:: TASK GOAL ::
Copy every line of the records below word for word, leaving out the pictures.

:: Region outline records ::
○ ○ ○

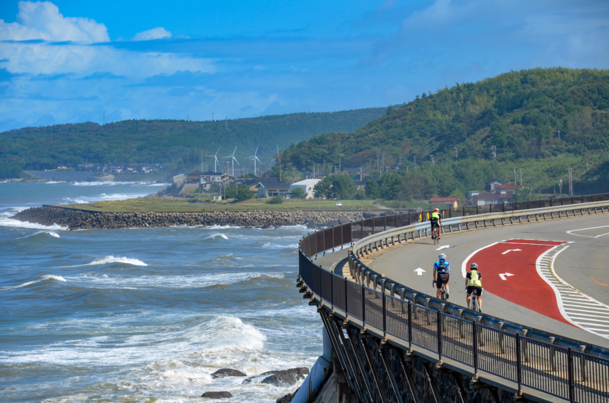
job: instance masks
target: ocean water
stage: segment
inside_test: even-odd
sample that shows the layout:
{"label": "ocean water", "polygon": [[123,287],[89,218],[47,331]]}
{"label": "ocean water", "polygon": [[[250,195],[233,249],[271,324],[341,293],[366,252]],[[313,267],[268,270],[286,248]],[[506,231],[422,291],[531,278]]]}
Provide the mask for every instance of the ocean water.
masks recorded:
{"label": "ocean water", "polygon": [[166,184],[0,183],[0,401],[274,402],[298,385],[213,379],[311,368],[322,324],[296,287],[310,230],[68,231],[23,223],[44,203],[141,197]]}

○ ○ ○

:: RESPONSE FOR THIS EXERCISE ::
job: instance masks
target: ocean water
stage: segment
inside_test: even-odd
sample that shows the layout:
{"label": "ocean water", "polygon": [[123,287],[89,218],[47,331]]}
{"label": "ocean water", "polygon": [[[250,195],[233,249],[271,324],[341,293],[366,252]],[[313,267],[268,270],[286,248]],[[506,231],[422,291],[531,278]]]}
Provide the mask for every instance of the ocean water.
masks recorded:
{"label": "ocean water", "polygon": [[166,184],[0,183],[0,401],[274,402],[298,385],[213,379],[311,368],[322,324],[296,287],[310,230],[68,231],[23,223],[44,203],[141,197]]}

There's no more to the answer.